• **Coordinate annotation entries**:

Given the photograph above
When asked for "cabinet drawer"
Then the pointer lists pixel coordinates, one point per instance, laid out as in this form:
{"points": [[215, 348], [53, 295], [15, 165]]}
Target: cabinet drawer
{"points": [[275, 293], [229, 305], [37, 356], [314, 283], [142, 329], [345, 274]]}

• **Brief**:
Pull each line from the material above and write it out again without changing anything.

• **Task response**:
Given the photograph above
When asked for "cabinet drawer"
Then the pointer lists pixel coordinates, one point per instance, laid out as in this form:
{"points": [[215, 348], [53, 295], [15, 165]]}
Target: cabinet drawer
{"points": [[275, 293], [229, 305], [37, 356], [314, 283], [142, 329], [345, 274]]}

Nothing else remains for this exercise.